▶ [Challenge]: Return every row below word for word, leaving out the pictures.

▶ [Records shown]:
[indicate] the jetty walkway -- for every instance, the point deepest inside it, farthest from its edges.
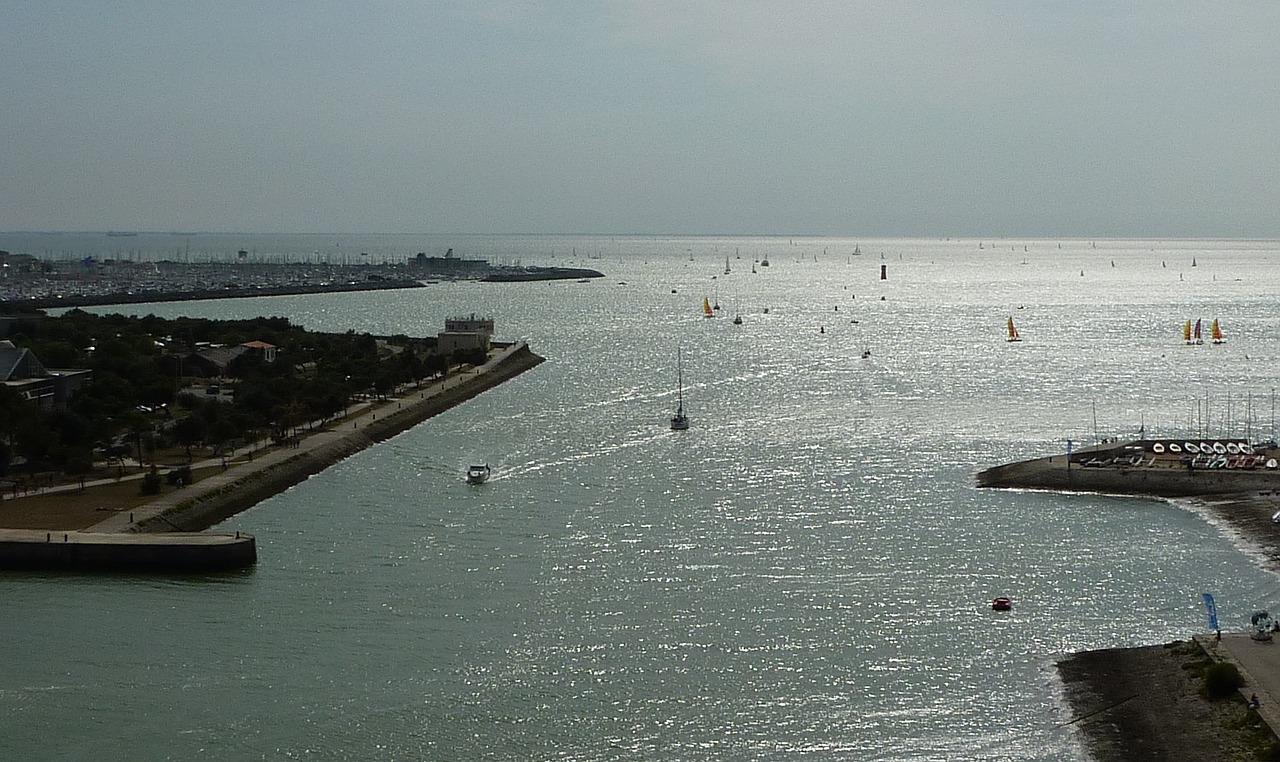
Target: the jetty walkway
(129, 539)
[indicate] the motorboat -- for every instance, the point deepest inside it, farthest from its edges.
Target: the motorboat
(478, 474)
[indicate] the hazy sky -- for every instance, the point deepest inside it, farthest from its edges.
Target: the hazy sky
(1025, 118)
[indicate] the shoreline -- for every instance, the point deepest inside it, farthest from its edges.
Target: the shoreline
(167, 534)
(1146, 702)
(219, 497)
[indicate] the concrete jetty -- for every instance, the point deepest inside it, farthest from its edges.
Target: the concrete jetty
(165, 534)
(1137, 468)
(243, 486)
(87, 551)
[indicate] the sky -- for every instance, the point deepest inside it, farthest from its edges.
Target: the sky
(1032, 118)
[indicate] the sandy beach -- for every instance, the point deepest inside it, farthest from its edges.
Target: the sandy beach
(1147, 703)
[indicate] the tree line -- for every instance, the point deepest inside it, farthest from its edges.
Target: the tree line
(141, 397)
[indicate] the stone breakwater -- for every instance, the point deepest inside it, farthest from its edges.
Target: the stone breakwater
(1152, 475)
(266, 477)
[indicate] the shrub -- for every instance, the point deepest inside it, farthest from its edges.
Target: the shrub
(1223, 680)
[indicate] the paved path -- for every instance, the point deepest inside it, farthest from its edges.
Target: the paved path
(1260, 664)
(265, 455)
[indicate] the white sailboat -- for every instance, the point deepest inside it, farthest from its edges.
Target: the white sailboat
(680, 421)
(1013, 331)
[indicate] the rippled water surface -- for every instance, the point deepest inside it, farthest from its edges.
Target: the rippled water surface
(805, 573)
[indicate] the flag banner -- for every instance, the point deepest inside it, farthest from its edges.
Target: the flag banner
(1212, 610)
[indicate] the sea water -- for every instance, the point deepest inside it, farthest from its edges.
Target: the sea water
(805, 573)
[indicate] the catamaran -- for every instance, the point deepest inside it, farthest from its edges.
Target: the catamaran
(1013, 332)
(680, 421)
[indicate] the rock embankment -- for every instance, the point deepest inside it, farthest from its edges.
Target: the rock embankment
(265, 478)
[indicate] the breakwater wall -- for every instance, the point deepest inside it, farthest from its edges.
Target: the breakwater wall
(1173, 480)
(204, 510)
(85, 551)
(133, 297)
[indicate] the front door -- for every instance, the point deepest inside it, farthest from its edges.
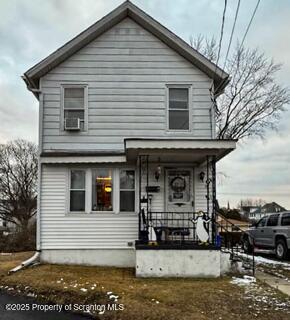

▶ [Written solution]:
[indicate] the jetty walkway -- for every instance, the point deepest inside it, farthest from its edges.
Target: the jetty walkway
(129, 539)
[indicate] the motorboat -- for every instance, the point deepest inside it, farthest from its edges.
Target: the motorboat
(478, 474)
[indicate] the hazy sky -- for every instance, the point deepest inside it, farthest from its edges.
Target: the hazy sky
(1025, 118)
[indicate] the shoreline -- for every instance, the point deepest inside it, farthest from its edges.
Target: the shoreline
(167, 534)
(1146, 702)
(219, 497)
[indicate] the concrete jetty -- for every instance, the point deepest inside it, farthest from its edges.
Target: the concrete jetty
(165, 534)
(1137, 468)
(243, 486)
(87, 551)
[indicate] the sky -- for every instance, the point deepest inside it, farthest from its edges.
Target: the sky
(1032, 118)
[indicate] the sandy beach -- for every instance, the point deepest inside it, farthest from its edges.
Target: the sandy beach
(1147, 703)
[indicate] the tree line -- for every instance, the point deepest inside it, farthest from its edges.
Target: the tree line
(141, 397)
[indicate] the stone breakwater -- for every instance, the point deepest inside it, farthest from its edges.
Target: the stone breakwater
(1152, 475)
(266, 477)
[indicate] the shrub -- for every instance, the point deepest inside it, farthest from its edges.
Target: the shrub
(1223, 680)
[indicate] the paved path -- for every instance, the point deepest inside it, farthest from its edges.
Target: the paved path
(1260, 664)
(265, 455)
[indicate] the white sailboat -- for every instance, the point deepest inside it, farthest from its edges.
Target: the white sailboat
(680, 421)
(1013, 331)
[indicate] the rippled water surface -- for every instance, the point deepest inside it, farthest from its edges.
Target: the rippled water surface
(805, 573)
[indicate] the flag banner -- for every instance, the point deepest inside it, farthest from its edges.
Target: the flag banner
(1212, 610)
[indicate] the sea water -- for every instance, the point deepest inside it, farthest from its edges.
Target: the sea water
(805, 573)
[indicate] the catamaran -- for every instance, the point deepest inside it, farthest from its edges.
Target: the catamaran
(1013, 332)
(680, 421)
[indicate] the rock embankment -- for every instance, the point deepest inside it, farthest from its edges.
Target: the rock embankment
(265, 478)
[indicate] the breakwater wall -- for every instance, the point deepest inside it, farthest from its edges.
Target: the breakwater wall
(1173, 480)
(204, 510)
(85, 551)
(133, 297)
[indicate] the front door -- for every instance, the point deepest inside it, farthest from its edges.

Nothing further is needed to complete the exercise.